Start Text extract
Location
- 24970 State Route 108, Coalmont, Tennessee, United States 35°22′29″N 85°42′54″W﻿ / ﻿35.3747°N 85.7151°W

Information
- Type: Public
- Established: 1928
- School district: Grundy County Schools
- Principal: Charlie Westmoreland
- Grades: 9-12
- Enrollment: 486 (2024-2025)
- Colors: Purple and Vegas gold
- Athletics conference: Tennessee Secondary School Athletic Association (TSSAA)
- Mascot: Yellow jacket
- Team name: Yellow Jackets
- Website: hs.grundycoschools.com

= Grundy County High School =

Public school in Tennessee, United States

Grundy County High School (GCHS) is a public high school near Coalmont, Tennessee that serves students in Grundy County, Tennessee. It is the only high school in the Grundy County Schools system.
End Text extract
Request 1: According to the school profile, in what year was the school established?
Request 2: Update the school profile from "Public school in" to "County Schools system.", inclusive, so that "only high school" becomes "sole high school".
Request 3: Translate this sentence from the school profile into Spanish: "It is the only high school in the Grundy County Schools system."
Start Dataset rows
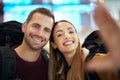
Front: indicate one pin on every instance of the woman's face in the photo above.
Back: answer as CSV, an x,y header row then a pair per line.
x,y
65,38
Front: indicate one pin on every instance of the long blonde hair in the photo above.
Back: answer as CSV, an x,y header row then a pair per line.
x,y
57,64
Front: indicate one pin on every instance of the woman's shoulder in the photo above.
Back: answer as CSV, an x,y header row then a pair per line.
x,y
85,51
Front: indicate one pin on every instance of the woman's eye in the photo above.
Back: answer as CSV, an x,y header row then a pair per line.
x,y
59,35
71,32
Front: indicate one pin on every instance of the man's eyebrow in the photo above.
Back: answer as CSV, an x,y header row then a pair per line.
x,y
59,31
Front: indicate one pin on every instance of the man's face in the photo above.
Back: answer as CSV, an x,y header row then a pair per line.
x,y
37,31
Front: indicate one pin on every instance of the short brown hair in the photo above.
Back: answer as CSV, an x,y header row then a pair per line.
x,y
42,11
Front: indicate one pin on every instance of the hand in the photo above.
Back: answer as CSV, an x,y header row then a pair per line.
x,y
110,33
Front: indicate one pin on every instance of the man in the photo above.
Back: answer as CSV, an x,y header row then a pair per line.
x,y
110,33
30,64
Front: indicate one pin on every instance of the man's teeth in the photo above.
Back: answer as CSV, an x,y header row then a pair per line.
x,y
68,43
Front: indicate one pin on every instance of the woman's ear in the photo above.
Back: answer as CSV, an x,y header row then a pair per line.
x,y
53,45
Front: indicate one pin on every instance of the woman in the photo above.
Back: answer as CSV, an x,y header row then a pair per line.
x,y
66,55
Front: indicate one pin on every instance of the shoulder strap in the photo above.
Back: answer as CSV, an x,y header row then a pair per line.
x,y
45,55
8,63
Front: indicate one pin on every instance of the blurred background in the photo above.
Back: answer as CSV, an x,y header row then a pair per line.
x,y
79,12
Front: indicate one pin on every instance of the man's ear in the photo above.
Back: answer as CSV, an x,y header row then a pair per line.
x,y
53,45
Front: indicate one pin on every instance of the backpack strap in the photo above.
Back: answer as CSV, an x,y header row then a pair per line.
x,y
8,63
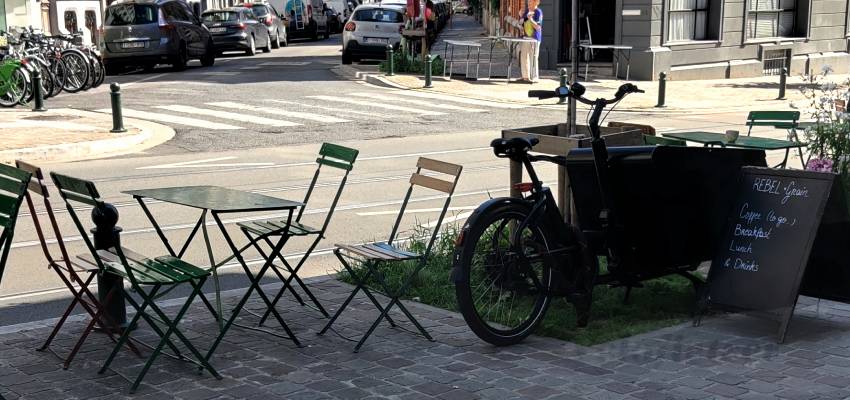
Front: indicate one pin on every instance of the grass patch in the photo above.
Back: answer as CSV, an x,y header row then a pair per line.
End Dataset rows
Complete response 1: 1928

Complete response 2:
Public school in Tennessee, United States

Grundy County High School (GCHS) is a public high school near Coalmont, Tennessee that serves students in Grundy County, Tennessee. It is the sole high school in the Grundy County Schools system.

Complete response 3: Es la única escuela secundaria del sistema Grundy County Schools.